■ **Exercise goal**
Write down exactly the lines from the one with "Pin every instance of the red and" to the end of the data, first and last included, and no others.

++++ Working data ++++

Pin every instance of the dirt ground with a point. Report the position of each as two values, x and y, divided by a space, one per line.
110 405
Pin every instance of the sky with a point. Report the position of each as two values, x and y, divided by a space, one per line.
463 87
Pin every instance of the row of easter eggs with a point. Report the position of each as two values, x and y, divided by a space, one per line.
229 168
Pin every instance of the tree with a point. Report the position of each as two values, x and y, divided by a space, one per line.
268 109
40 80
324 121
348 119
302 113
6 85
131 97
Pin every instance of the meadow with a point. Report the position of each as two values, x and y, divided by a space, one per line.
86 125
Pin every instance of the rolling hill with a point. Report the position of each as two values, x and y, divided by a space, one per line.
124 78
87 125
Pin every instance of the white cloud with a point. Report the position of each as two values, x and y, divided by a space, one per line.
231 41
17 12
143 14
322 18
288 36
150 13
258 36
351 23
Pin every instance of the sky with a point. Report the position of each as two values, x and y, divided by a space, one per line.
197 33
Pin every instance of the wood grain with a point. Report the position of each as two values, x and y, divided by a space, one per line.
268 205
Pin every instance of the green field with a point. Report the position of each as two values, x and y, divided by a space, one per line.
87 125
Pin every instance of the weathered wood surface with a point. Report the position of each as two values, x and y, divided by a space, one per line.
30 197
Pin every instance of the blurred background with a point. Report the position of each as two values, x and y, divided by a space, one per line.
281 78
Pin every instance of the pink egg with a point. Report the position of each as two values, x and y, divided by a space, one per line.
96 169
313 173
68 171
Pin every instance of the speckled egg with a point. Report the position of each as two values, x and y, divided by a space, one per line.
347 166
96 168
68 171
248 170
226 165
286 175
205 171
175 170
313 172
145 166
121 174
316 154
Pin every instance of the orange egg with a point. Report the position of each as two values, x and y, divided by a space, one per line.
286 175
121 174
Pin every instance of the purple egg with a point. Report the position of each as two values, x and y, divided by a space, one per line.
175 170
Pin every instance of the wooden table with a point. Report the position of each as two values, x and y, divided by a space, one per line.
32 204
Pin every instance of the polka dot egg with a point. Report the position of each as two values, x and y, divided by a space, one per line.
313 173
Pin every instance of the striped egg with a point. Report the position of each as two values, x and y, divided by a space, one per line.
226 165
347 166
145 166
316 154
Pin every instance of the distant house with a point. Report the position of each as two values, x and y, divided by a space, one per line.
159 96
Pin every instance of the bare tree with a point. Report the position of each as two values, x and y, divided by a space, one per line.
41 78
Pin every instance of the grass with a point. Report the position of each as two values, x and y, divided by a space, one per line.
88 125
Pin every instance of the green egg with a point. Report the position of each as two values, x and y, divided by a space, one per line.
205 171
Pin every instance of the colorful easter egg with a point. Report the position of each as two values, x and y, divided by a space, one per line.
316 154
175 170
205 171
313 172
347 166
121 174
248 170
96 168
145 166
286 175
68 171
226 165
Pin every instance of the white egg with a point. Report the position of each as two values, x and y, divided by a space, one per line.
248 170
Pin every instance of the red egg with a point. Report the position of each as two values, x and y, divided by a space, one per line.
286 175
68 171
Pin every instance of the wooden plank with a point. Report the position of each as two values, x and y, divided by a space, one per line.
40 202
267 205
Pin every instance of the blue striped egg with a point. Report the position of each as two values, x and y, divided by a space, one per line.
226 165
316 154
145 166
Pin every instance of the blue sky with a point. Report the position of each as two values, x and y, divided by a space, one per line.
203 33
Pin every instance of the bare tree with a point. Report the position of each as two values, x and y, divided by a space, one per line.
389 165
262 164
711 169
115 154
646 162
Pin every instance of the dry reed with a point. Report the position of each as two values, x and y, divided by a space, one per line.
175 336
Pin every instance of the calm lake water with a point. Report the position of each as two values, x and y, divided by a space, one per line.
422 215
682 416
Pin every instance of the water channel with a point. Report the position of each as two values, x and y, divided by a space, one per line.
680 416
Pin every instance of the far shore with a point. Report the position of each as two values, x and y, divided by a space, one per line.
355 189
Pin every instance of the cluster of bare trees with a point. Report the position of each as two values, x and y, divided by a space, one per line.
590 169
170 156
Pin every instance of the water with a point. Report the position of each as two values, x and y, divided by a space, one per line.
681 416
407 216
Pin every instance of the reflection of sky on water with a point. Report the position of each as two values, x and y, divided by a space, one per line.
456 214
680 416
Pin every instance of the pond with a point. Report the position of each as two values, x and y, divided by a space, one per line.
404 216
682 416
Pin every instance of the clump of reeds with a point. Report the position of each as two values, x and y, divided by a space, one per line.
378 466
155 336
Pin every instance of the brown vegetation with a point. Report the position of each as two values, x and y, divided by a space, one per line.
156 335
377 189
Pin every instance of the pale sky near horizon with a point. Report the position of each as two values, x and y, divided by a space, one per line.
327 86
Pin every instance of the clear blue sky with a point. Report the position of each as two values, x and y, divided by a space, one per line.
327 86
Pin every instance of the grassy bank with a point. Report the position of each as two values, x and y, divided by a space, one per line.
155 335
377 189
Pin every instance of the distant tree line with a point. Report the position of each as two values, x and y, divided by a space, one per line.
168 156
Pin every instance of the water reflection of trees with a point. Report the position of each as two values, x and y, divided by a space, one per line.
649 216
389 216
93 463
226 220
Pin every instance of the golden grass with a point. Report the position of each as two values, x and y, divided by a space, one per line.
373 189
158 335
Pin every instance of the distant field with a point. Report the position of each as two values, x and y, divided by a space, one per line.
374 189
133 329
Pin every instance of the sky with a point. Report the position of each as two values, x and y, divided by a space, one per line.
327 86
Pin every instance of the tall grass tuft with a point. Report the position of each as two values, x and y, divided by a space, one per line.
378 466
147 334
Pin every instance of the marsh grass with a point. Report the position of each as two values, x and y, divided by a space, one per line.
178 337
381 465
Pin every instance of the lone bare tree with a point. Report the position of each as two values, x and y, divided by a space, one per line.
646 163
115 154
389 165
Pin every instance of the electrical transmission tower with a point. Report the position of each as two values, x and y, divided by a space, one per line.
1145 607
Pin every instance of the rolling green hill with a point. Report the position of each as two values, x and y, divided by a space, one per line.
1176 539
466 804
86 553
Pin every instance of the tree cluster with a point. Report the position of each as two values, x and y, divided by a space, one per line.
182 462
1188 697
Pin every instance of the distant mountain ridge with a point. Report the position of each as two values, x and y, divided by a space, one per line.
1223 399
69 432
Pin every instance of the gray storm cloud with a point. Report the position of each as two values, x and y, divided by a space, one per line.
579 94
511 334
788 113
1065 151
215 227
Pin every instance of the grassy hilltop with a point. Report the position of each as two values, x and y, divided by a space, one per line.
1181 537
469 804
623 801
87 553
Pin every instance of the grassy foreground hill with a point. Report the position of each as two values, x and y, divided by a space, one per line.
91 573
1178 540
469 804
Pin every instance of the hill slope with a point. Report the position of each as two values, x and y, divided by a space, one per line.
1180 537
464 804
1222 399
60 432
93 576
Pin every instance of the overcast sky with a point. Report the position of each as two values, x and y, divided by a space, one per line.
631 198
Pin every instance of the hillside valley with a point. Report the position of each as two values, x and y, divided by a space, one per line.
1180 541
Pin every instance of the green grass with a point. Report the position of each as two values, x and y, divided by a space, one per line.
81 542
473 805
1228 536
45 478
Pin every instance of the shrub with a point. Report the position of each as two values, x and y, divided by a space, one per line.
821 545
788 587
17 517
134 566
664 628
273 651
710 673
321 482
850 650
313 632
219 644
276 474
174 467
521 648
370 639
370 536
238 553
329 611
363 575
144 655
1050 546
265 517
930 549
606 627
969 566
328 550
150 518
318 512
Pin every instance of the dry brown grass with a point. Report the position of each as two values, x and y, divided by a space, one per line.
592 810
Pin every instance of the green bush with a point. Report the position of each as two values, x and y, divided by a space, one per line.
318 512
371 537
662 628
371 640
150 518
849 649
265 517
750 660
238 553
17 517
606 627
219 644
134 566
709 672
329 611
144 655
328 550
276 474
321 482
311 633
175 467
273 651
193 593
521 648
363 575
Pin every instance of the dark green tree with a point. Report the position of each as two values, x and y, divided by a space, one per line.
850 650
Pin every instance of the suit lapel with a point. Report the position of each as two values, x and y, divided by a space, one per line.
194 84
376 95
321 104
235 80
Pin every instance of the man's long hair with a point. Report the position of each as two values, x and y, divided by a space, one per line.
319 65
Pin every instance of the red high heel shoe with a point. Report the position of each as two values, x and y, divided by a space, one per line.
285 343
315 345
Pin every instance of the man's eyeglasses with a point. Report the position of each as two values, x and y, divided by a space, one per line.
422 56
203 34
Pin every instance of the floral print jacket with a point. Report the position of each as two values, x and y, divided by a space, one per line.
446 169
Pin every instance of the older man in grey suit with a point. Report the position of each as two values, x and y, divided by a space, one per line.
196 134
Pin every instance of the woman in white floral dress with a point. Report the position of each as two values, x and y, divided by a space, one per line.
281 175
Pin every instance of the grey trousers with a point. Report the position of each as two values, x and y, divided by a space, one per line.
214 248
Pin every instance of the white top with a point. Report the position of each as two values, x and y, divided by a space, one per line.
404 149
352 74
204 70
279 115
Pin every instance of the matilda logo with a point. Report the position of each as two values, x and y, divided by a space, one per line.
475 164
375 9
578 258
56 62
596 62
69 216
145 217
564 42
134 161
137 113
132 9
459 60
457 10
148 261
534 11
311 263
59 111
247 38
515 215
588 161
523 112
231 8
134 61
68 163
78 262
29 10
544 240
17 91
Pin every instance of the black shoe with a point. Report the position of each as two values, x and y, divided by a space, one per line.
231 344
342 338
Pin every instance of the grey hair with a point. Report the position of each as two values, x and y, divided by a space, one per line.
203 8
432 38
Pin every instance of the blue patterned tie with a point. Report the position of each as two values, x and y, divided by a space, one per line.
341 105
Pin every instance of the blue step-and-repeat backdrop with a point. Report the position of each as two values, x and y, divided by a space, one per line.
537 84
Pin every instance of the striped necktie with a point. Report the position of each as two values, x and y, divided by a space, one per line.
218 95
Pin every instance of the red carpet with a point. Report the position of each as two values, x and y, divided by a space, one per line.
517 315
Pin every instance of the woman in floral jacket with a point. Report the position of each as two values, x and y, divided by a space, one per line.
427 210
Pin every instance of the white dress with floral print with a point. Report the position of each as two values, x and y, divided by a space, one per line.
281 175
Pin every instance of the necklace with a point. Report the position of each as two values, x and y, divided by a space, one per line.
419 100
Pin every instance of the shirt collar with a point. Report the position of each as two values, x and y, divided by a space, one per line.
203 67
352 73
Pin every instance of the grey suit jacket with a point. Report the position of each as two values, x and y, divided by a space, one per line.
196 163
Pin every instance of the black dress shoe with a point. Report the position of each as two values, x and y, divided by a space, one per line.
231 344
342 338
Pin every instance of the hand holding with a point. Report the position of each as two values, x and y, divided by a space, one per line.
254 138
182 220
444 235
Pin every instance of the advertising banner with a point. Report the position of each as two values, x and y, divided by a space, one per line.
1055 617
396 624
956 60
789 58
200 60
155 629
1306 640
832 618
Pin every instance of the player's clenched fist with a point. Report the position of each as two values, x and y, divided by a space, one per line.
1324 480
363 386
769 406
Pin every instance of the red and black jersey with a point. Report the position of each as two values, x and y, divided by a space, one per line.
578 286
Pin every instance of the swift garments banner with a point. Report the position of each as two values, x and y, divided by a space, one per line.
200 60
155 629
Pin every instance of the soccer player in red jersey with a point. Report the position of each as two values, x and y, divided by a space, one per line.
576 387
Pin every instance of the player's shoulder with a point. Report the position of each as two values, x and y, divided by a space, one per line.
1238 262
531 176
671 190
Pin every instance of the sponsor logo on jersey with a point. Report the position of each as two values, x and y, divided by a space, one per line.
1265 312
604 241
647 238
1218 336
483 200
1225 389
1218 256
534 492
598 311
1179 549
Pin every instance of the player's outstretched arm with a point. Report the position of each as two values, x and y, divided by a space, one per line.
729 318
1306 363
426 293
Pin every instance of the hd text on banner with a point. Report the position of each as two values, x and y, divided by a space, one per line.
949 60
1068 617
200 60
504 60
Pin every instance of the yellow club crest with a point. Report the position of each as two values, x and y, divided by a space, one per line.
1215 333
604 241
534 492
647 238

++++

■ **Response box**
Pin every instance of the red and black jersey with a point. Report the position of each as two values, x and y, divided by a space, one per line.
578 286
Pin every instance of the swift garments banner with a point. Report the position of each as two values, x and y, divided by a space, one per line.
200 60
155 629
Pin every instance of the soccer player in red jersey with a point. Report the position of each as two values, x and y, divided by a space, one per line.
576 387
Pin every instance of the player's shoulder with a point. Report the position of each as two values, x and y, divided by a space, one per line.
1238 262
531 176
671 190
Pin every instance of the sponsor logo on jersey with a point. Report the position of each as two values, x and y, divided by a space, one per line.
1265 312
604 241
647 238
1218 336
483 200
1225 389
1218 256
534 492
598 311
1179 549
Pin every instance of the player's outstretched arm with a point. Report the position of each as two values, x and y, divided by a space, one per line.
729 318
1306 363
426 293
Pin every instance of the hd text on banner with a point. Report the position of each as two values, x and y, divided by a space, one per line.
949 60
1068 617
200 60
504 60
Pin every instance of the yellow club crest with a point. Report the position of each as two values, x and y, divided by a space, one per line.
1215 333
604 241
534 492
647 238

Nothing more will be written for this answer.